▶ _Written exercise_: Write out the listing beneath this instruction in its entirety, exactly as it reads.

▶ _Available data_:
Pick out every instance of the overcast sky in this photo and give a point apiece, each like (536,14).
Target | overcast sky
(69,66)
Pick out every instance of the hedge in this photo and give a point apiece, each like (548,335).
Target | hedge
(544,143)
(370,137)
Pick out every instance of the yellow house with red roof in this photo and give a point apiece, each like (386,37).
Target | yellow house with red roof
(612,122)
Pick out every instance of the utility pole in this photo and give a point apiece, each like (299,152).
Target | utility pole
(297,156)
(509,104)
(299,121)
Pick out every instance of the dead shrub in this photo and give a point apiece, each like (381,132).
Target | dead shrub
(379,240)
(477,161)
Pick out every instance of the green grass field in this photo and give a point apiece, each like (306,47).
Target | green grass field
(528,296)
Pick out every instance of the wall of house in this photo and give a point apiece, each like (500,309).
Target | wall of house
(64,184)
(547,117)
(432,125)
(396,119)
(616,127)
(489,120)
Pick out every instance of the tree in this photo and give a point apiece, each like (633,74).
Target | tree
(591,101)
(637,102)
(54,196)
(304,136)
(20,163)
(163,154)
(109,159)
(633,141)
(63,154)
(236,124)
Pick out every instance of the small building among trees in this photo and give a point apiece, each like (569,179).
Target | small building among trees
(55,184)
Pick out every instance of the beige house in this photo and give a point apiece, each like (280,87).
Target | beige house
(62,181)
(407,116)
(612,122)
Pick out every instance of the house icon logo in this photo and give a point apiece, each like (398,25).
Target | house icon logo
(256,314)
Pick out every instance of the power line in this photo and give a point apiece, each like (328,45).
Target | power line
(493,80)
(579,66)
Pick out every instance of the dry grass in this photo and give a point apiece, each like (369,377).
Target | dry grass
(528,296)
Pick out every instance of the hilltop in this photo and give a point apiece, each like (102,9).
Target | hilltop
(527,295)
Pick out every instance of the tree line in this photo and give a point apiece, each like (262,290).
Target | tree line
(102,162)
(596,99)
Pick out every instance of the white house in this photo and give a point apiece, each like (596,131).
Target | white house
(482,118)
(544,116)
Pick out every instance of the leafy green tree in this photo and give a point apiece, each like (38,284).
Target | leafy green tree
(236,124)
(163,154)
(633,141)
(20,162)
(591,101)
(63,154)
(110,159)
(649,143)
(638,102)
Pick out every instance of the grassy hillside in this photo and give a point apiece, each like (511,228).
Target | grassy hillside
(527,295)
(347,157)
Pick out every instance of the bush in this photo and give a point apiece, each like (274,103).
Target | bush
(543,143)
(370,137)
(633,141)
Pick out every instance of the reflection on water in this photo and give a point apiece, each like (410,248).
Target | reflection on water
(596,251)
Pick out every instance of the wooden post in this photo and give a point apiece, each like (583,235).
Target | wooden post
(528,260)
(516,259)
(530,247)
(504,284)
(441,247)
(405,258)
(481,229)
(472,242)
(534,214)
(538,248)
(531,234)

▶ _Complete answer_:
Pick out every instance of the overcast sky in this photo and give a point apiece, each like (536,14).
Target | overcast sky
(69,66)
Pick out every instance of the hedge in this photo and give a point apiece, each like (548,335).
Target | hedge
(544,143)
(370,137)
Pick out every instance of the yellow house with red roof in this photo and give a point apiece, each like (386,37).
Target | yellow house with red roof
(612,122)
Pick out every instance of the utility pole in this photo and give a point apiece, each like (299,152).
Target | utility pole
(297,156)
(509,104)
(299,121)
Pick out every instance of the dead shrub in this photo and give a point apiece, each like (381,132).
Target | dead shrub
(379,240)
(477,161)
Pick out every instance of the green grass field in this photo and give a point apiece, each like (306,47).
Target | green grass field
(528,296)
Pick out every instance of the wall of house in this photo and give a point apiece, each like (500,309).
Target | wall of house
(64,184)
(547,117)
(432,125)
(396,119)
(616,127)
(489,120)
Pick out every instance of the tree in this photo and give a point apiece, each like (633,74).
Target | tree
(591,101)
(637,102)
(54,196)
(304,136)
(20,163)
(163,154)
(109,159)
(633,141)
(63,154)
(236,124)
Pick out every instance of the small building among trees in this photo and give a point apiece, each like (569,179).
Target | small building among trees
(55,184)
Pick out every instance of the beige house in this photo and give a point apiece, each like (280,87).
Target | beige house
(62,181)
(407,116)
(612,122)
Pick out every instance of the house icon logo in this photo and give a point apiece, each like (398,25).
Target | house icon logo
(256,314)
Pick out every instance of the power line in this photo and give a point apiece, each like (328,45).
Target | power line
(493,80)
(579,66)
Pick out every instance of the dry grass in this photo and give a point apiece, each like (369,377).
Target | dry grass
(528,296)
Pick out every instance of the hilltop in this photo and give a point apiece, each like (102,9).
Target | hilltop
(527,295)
Pick out every instance of the tree line in this photo and give a point apiece, each like (262,290).
Target | tree line
(102,162)
(596,99)
Pick out every instance of the white house in this photo and give a point apiece, each like (596,131).
Target | white house
(482,118)
(544,116)
Pick out every instance of the leafy green tree in this photo and give a point apiece, each like (38,284).
Target | leafy green tree
(236,124)
(163,154)
(633,141)
(20,162)
(591,101)
(63,154)
(110,159)
(649,143)
(638,102)
Pick out every instance of the grassy hillside in this photo and give a point apiece, each like (511,228).
Target | grassy hillside
(527,295)
(347,157)
Pick out every instance of the bush in this photo and give a point apiece, each like (274,103).
Target | bush
(543,143)
(370,137)
(633,141)
Pick out every instance of the reflection on water in this photo and give a point apiece, each like (410,248).
Target | reflection on water
(596,251)
Pick out every instance of the wooden post in this photo and give a point apiece, each like (583,235).
Target | wooden post
(528,260)
(516,259)
(530,247)
(504,284)
(441,247)
(405,258)
(481,229)
(472,242)
(534,214)
(538,248)
(531,234)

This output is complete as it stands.